──────── DATASET RECORDS ────────
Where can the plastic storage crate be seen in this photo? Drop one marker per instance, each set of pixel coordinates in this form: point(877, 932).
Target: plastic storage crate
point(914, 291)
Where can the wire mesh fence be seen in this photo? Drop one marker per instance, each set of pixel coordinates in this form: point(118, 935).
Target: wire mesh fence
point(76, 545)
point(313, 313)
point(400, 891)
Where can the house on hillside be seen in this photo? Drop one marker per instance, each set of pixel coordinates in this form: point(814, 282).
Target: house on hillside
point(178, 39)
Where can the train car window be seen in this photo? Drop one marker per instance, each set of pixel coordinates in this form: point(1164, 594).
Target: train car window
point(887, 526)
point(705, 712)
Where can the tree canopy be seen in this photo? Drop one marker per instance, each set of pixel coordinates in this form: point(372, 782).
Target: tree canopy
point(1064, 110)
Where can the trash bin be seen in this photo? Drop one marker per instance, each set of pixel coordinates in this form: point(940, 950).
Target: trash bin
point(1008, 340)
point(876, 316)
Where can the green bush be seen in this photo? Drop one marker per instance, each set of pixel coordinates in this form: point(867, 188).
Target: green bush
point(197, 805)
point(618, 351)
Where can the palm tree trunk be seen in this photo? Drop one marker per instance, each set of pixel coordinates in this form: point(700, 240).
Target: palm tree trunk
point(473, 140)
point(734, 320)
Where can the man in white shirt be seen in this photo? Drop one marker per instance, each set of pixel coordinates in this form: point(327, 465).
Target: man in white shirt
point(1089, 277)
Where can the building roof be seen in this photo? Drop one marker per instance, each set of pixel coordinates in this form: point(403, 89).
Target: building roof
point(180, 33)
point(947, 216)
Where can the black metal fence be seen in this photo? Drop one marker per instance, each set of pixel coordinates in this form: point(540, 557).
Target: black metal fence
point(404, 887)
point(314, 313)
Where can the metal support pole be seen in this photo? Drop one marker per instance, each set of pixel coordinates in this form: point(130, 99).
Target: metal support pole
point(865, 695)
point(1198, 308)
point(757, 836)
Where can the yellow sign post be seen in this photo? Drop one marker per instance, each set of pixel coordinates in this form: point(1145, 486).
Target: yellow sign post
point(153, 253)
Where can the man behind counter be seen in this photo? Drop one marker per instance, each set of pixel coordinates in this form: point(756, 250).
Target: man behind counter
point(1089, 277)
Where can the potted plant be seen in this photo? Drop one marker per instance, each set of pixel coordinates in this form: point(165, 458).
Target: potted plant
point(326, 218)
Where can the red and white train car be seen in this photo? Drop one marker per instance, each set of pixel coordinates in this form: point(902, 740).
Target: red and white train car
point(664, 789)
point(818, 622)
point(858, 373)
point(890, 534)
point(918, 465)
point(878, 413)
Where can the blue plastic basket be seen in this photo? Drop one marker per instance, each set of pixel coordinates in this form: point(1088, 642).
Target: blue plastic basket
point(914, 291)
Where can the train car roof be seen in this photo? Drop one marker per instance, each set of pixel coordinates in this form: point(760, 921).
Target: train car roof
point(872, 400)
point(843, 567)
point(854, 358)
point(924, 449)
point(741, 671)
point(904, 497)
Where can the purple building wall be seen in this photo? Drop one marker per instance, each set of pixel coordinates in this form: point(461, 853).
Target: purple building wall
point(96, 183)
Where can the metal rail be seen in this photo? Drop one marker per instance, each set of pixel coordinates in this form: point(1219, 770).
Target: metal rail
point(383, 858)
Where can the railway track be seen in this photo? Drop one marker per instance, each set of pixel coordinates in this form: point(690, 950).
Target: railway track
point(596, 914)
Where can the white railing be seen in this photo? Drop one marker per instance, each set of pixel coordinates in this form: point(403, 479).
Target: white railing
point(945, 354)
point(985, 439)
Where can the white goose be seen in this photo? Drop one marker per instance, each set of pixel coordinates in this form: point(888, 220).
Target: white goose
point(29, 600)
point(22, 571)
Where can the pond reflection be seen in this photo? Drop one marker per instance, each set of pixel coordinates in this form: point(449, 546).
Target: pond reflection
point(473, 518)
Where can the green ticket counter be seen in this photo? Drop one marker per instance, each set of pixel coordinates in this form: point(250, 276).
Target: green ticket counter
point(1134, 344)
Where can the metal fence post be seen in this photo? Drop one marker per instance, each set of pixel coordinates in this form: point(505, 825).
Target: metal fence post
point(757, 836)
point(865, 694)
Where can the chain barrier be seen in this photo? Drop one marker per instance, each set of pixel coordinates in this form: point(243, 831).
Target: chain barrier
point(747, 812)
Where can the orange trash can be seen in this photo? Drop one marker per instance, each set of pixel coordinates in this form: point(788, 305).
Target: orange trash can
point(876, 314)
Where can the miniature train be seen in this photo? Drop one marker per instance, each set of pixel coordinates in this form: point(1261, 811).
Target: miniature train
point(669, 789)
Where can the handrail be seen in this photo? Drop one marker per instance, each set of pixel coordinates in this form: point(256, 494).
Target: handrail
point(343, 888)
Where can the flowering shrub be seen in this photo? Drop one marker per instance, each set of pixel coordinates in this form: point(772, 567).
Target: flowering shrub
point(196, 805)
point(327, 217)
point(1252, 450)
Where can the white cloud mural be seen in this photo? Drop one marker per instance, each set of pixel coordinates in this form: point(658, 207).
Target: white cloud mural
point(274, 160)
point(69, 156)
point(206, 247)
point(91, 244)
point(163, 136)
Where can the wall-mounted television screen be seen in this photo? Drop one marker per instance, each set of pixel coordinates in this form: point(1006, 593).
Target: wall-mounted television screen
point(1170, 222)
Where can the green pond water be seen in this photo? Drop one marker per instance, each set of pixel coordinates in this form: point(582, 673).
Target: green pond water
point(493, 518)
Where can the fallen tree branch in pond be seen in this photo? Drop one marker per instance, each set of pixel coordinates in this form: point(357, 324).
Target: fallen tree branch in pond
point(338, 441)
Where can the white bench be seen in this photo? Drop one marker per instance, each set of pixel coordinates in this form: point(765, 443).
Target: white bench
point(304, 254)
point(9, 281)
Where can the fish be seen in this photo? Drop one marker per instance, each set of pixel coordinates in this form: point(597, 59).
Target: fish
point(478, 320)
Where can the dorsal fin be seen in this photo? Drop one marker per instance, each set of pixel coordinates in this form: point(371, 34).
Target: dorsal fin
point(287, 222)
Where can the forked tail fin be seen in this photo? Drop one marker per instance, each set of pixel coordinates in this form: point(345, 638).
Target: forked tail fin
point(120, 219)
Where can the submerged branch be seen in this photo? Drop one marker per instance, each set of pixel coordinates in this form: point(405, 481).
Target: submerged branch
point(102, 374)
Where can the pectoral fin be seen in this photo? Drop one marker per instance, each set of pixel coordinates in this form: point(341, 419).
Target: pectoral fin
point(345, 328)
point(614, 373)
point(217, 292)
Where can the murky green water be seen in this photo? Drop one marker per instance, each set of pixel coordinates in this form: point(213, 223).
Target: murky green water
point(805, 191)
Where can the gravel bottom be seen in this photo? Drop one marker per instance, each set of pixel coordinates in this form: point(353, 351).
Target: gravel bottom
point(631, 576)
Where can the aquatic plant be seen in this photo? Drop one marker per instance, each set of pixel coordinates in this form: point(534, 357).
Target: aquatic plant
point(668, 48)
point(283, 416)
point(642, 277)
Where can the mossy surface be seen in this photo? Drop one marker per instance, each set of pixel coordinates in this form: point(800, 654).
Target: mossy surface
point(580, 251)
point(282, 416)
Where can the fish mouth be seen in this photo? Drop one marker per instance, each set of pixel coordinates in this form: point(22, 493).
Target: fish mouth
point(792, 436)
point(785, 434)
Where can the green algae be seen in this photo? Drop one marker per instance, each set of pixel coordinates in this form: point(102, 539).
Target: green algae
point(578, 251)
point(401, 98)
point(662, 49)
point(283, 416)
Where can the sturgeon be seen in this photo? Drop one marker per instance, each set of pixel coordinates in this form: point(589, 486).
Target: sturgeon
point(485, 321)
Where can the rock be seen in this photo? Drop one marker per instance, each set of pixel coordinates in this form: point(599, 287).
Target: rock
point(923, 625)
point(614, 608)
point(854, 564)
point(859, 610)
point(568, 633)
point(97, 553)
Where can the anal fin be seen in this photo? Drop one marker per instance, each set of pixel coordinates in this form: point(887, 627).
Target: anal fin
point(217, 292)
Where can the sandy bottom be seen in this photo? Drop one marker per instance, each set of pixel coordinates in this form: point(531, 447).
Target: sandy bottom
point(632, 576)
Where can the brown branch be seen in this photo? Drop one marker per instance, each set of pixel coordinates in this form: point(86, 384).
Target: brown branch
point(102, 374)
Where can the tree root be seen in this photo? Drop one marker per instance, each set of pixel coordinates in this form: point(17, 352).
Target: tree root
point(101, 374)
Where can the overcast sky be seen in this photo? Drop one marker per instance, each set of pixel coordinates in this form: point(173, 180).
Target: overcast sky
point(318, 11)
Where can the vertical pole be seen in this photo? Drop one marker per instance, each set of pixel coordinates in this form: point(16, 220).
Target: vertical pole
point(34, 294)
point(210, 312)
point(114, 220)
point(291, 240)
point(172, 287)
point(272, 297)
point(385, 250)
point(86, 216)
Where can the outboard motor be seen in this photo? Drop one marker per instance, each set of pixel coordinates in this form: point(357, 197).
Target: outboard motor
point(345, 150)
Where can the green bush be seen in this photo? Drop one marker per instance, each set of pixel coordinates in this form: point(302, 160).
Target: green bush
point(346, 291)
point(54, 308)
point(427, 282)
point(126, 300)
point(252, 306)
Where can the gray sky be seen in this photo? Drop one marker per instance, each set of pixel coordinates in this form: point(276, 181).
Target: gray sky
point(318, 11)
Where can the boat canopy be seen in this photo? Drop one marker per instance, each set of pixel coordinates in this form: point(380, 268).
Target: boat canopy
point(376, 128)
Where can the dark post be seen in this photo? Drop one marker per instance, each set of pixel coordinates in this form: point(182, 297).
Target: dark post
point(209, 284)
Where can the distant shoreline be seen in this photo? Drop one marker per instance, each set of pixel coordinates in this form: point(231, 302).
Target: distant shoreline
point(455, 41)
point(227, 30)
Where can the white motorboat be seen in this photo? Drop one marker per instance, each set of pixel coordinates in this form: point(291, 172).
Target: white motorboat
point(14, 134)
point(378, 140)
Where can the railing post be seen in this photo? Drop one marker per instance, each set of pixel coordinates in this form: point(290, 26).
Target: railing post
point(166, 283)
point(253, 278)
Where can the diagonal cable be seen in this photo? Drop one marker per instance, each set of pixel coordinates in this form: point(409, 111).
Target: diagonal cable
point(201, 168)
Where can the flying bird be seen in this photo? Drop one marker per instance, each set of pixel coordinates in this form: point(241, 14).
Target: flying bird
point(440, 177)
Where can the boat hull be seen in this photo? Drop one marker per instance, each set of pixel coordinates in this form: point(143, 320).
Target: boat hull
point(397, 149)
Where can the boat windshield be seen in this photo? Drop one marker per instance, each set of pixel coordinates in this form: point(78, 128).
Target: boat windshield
────────
TASK DIRECTIONS ▸ Could you render the part of the entries above that opens with the line containing "Where can the purple" and closes with the one containing "point(865, 694)" as a numbered list, both of those lines included and any blank lines dropped?

EXERCISE RESULT ▸
1. Where can the purple building wall be seen in this photo? Drop one marker per instance, each set of pixel coordinates in this form: point(461, 853).
2. Target: purple building wall
3. point(96, 183)
4. Where can the metal rail be seen in this photo? Drop one marker per instance, each set of pixel coordinates in this form: point(1219, 770).
5. Target: metal rail
6. point(383, 858)
7. Where can the railway track be seen in this photo? Drop one marker per instance, each set of pixel coordinates in this form: point(690, 950).
8. Target: railway track
9. point(596, 914)
10. Where can the white railing be seen in this photo? Drop one marker per instance, each set of pixel coordinates in this form: point(403, 479).
11. Target: white railing
12. point(945, 354)
13. point(985, 439)
14. Where can the white goose be seen in this photo? Drop one marker per instance, each set of pixel coordinates in this form: point(888, 220).
15. Target: white goose
16. point(29, 600)
17. point(22, 571)
18. Where can the pond reflection be seen in this photo? Drop one marker per instance, each set of pixel coordinates in this form: point(449, 546).
19. Target: pond reflection
20. point(473, 518)
21. Where can the green ticket counter be seen in this photo? Drop one marker per instance, each set of pixel coordinates in this form: point(250, 276).
22. Target: green ticket counter
23. point(1134, 344)
24. Where can the metal fence post be seen in this photo? Drop one marker per instance, each set of pixel coordinates in this form: point(505, 825).
25. Target: metal fence post
26. point(757, 836)
27. point(865, 694)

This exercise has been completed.